Stated exercise 1: Show every line of the rows below that contains the word "hand", copying each such line in full.
## BEGIN Extract to read
Atomic, Molecular and Cluster Science with the Reaction Microscope Endstation at FLASH2

Abstract

The reaction microscope (REMI) endstation for atomic and molecular science at the free-electron laser FLASH2 at DESY in Hamburg is presented together with a brief overview of results recently obtained. The REMI allows coincident detection of electrons and ions that emerge from atomic or molecular fragmentation reactions in the focus of the extreme-ultraviolet (XUV) free-electron laser (FEL) beam. A large variety of target species ranging from atoms and molecules to small clusters can be injected with a supersonic gas-jet into the FEL focus. Their ionization and fragmentation dynamics can be studied either under single pulse conditions, or for double pulses as a function of their time delay by means of FEL-pump–FEL-probe schemes and also in combination with a femtosecond infrared (IR) laser. In a recent upgrade, the endstation was further extended by a light source based on high harmonic generation (HHG), which is now available for upcoming FEL/HHG pump–probe experiments.

1. Introduction

The invention of intense femtosecond infrared (IR) lasers [1] led to a new era in atomic and molecular physics, namely the devolopment of femtochemistry [2]. Today it is often mentioned as one part of a much larger multi-disciplinary field called ultra-fast physics [3]; the observation of light-induced dynamics in small quantum systems on their natural time scale in the range of femto- or even attoseconds. In many cases a first “pump” pulse triggers certain dynamics, while a delayed “probe” pulse is used to interrogate the system at a later point in time. This way, the temporal evolution of any specific process under investigation like molecular break-up [4], charge migration [5,6] or isomerization [7] within a molecule, to just name a few, can be observed on their natural time scale by using lasers with correspondingly short pulse lengths in the range of a few femtoseconds. A small number of different technologies exists to produce such short laser-like or coherent light pulses. Depending on the specific application each of them comes with characteristic advantages and drawbacks.
## END Extract to read
## BEGIN Input records
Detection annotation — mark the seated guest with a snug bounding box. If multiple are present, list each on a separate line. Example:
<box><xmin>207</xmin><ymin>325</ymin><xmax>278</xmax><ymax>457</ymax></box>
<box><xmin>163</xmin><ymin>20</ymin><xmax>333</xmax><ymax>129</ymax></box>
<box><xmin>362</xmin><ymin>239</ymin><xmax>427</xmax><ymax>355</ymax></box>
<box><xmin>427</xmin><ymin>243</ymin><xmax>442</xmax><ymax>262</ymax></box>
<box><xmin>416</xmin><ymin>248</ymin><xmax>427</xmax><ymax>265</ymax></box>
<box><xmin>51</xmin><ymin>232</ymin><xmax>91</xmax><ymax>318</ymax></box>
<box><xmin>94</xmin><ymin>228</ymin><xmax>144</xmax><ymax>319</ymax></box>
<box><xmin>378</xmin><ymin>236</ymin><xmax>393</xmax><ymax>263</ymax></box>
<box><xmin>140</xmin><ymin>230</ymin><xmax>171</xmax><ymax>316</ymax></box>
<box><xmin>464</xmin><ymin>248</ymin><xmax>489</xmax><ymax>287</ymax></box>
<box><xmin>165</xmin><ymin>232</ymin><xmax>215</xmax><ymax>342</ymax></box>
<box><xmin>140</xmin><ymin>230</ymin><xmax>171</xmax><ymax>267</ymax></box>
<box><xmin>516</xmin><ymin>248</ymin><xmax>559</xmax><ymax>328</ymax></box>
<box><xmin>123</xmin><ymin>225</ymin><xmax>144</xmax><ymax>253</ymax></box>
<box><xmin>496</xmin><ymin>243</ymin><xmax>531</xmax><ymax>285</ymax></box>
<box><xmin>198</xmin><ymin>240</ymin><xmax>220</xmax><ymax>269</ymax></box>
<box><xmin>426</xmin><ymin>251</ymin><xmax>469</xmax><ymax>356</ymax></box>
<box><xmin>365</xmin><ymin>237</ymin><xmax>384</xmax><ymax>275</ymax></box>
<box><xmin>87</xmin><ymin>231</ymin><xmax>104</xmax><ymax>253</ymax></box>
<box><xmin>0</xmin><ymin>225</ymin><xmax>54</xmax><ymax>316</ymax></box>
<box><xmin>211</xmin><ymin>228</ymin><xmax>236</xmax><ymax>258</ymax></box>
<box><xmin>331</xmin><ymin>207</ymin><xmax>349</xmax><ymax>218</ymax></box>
## END Input records
## BEGIN Input records
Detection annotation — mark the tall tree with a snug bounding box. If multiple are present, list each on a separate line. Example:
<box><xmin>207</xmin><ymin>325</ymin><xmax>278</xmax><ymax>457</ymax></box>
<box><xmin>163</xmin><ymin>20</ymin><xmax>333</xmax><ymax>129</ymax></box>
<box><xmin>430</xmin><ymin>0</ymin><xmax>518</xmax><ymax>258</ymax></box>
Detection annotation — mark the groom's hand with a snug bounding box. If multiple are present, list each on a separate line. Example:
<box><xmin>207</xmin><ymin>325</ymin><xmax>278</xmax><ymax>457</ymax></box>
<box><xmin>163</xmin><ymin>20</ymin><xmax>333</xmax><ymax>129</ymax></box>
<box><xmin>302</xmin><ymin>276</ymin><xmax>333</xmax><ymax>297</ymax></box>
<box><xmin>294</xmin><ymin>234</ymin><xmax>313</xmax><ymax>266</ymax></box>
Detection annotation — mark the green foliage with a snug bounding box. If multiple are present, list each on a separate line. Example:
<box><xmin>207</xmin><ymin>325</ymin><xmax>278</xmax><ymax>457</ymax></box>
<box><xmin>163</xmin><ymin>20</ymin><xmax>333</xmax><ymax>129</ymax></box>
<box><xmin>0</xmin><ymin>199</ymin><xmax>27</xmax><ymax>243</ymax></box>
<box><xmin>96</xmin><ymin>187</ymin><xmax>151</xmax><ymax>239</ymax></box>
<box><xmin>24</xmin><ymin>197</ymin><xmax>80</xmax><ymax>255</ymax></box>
## END Input records
Stated exercise 2:
Answer these questions from the reaction microscope text above:
(a) At which facility, in which city, is the free-electron laser FLASH2 located?
(b) What kind of light source was added to the endstation in a recent upgrade?
(c) In a pump–probe scheme, what is the delayed "probe" pulse used for?

Full answer 1:
Detection annotation — mark the groom's hand with a snug bounding box. If multiple are present, list each on a separate line. Example:

Full answer 2:
(a) At DESY in Hamburg.
(b) A light source based on high harmonic generation (HHG).
(c) It is used to interrogate the system at a later point in time.